• Trecho do texto
Esse antigo texto do Deuteronômio não conhecia certamente o Deus Trino tal como o conhecemos hoje e que foi definido pela Igreja do século IV. Mas já podemos entrever sinais da Trindade, nos versículos 35-38, que o lecionário infelizmente cortou na liturgia deste domingo: fala-se da Palavra, do Verbo (segunda pessoa da Trindade), e do Fogo, do Espírito (terceira pessoa da Trindade). É uma antecipação do Deus relação e comunhão, tal como hoje é confessado.

2. Romanos 8,14-17: Na sua carta aos Romanos, São Paulo nomeia as três pessoas em Deus, sem mesmo conhecer o conceito da Trindade. Além do mais, ele nos integra na família trinitária: “Todos os que são guiados pelo Espírito de Deus são filhos de Deus” (Rom 8,14). É o Espírito que segura o vínculo entre Deus e nós; ele nos tira dos nossos medos e das nossas escravidões, e nos faz reconhecer Deus como Pai (Rom 8,15). Além disso, diz São Paulo, nós somos como Cristo: “E se somos filhos, somos também herdeiros: herdeiros de Deus, herdeiros junto com Cristo” (Rom 8,17). E São Paulo acrescenta: “uma vez que, tendo participado dos seus sofrimentos, também participaremos da sua glória” (Rom 8,17). Mas atenção para não cair na teologia do martírio como necessidade de salvação! O que São Paulo quer dizer é que nas nossas experiências humanas de libertação e de sofrimento, nós somos como Cristo; assemelhamo-nos a ele. Assim como ele, nós também devemos assumir a nossa condição humana até o fim, isto é, até a morte, para ressuscitar como Cristo.

• Dados apresentados
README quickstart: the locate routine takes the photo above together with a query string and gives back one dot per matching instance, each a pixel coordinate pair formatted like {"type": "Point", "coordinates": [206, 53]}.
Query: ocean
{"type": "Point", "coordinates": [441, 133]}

• Suas tarefas
1) Segundo o trecho do texto, em que século a Igreja definiu o Deus Trino tal como o conhecemos hoje?
2) Repita sem alterações a parte do trecho do texto que se abre com as palavras que contêm "Esse antigo texto" e se fecha com "hoje é confessado.".

• Lista de soluções
1) No século IV.

2)
Esse antigo texto do Deuteronômio não conhecia certamente o Deus Trino tal como o conhecemos hoje e que foi definido pela Igreja do século IV. Mas já podemos entrever sinais da Trindade, nos versículos 35-38, que o lecionário infelizmente cortou na liturgia deste domingo: fala-se da Palavra, do Verbo (segunda pessoa da Trindade), e do Fogo, do Espírito (terceira pessoa da Trindade). É uma antecipação do Deus relação e comunhão, tal como hoje é confessado.